#### REQUEST 1:
In the pathpy passage, replace "networks" with "graphs" everywhere in the stretch that begins with the words "Compared to many" and stops after "paths in networks.", then write out that stretch.
#### REQUEST 2:
Please list every kind of network that the pathpy passage says its API makes easy to handle.

#### TEXT BLOCK:
Compared to many other packages, `pathpy` has a couple of advantages. First, it is easy to install as it should have no dependencies not already included in a default `anaconda` installation. Second, `pathpy` has a user-friendly API making it easy to handle directed and undirected networks, networks with single and multiple edges, multi-layer networks or temporal networks. It also provides interactive HTML-based visualisations that can be directly displayed inside `jupyter` notebooks, which makes it particularly suitable for educational settings. Third, it supports the analysis and visualisation of time series data on networked systems, such as time-stamped edges or data on paths in networks.

#### RECORD SET:
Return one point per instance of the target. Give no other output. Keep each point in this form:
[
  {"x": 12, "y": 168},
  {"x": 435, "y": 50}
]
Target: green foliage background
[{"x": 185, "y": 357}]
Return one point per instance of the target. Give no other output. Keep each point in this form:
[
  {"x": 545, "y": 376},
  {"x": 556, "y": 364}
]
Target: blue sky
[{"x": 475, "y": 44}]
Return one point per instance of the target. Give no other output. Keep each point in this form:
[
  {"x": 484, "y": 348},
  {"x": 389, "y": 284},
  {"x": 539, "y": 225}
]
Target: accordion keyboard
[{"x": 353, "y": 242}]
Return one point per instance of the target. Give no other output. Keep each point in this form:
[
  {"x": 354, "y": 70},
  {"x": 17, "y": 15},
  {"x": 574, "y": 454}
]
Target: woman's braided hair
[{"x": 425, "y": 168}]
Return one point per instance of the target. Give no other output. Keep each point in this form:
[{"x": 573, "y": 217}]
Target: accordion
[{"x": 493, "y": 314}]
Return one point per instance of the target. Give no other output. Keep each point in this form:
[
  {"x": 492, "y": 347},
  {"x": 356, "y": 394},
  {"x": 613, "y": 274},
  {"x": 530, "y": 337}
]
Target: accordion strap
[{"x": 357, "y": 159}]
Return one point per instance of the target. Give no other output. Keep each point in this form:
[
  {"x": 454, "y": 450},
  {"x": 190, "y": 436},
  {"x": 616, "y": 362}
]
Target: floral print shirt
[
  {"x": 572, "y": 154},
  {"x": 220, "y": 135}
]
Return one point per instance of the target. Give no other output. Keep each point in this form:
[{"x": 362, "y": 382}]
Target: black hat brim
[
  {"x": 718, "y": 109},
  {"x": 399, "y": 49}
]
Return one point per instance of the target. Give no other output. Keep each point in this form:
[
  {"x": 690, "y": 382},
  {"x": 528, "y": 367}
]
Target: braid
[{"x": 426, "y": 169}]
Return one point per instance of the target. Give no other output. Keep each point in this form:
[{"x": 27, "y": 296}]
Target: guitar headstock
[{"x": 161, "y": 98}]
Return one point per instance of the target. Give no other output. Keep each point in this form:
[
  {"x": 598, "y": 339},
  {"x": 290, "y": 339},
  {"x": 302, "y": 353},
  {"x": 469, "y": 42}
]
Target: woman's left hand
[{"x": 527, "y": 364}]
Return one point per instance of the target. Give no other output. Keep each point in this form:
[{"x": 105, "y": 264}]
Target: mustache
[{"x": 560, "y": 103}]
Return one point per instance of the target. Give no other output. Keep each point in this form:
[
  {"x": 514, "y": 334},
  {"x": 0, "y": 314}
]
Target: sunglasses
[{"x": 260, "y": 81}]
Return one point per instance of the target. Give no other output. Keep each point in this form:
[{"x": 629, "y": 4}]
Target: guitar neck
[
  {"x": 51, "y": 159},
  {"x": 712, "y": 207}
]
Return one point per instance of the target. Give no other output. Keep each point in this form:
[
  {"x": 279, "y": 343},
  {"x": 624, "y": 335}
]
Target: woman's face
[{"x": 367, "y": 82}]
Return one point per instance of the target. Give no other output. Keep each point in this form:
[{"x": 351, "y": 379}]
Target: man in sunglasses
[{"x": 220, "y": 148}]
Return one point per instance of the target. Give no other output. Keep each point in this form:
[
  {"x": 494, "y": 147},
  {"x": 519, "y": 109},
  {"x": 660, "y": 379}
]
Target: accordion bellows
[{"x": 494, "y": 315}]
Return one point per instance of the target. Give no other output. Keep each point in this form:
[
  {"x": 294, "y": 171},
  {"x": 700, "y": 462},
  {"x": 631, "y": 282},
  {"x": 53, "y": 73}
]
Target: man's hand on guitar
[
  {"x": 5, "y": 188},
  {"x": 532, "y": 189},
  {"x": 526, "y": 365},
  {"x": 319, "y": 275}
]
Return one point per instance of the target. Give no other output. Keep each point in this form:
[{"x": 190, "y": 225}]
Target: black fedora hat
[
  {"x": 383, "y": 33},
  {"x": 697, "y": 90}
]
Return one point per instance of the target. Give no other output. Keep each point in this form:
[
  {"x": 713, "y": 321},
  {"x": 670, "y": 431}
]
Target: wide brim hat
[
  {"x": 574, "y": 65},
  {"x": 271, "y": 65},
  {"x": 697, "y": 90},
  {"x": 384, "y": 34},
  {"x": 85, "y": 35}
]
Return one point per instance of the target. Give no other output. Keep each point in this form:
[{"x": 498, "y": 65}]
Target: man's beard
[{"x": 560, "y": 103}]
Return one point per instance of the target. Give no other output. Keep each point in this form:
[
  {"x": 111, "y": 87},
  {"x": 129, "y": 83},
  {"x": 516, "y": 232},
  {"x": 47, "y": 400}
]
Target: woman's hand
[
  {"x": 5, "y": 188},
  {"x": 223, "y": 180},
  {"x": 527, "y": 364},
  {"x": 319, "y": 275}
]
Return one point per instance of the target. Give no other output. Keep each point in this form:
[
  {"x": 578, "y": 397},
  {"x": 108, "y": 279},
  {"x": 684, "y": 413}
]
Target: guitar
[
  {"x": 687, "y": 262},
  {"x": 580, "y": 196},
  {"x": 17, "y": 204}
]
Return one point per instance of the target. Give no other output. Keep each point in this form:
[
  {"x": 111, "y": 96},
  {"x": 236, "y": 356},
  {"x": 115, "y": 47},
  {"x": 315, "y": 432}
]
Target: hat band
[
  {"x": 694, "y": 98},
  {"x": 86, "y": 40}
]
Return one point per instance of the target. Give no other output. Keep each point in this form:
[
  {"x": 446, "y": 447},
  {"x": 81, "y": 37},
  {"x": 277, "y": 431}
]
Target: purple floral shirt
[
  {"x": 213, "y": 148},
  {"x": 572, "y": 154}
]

#### EXERCISE SOLUTION 1:
Compared to many other packages, `pathpy` has a couple of advantages. First, it is easy to install as it should have no dependencies not already included in a default `anaconda` installation. Second, `pathpy` has a user-friendly API making it easy to handle directed and undirected graphs, graphs with single and multiple edges, multi-layer graphs or temporal graphs. It also provides interactive HTML-based visualisations that can be directly displayed inside `jupyter` notebooks, which makes it particularly suitable for educational settings. Third, it supports the analysis and visualisation of time series data on networked systems, such as time-stamped edges or data on paths in graphs.

#### EXERCISE SOLUTION 2:
- Directed networks
- Undirected networks
- Networks with single edges
- Networks with multiple edges
- Multi-layer networks
- Temporal networks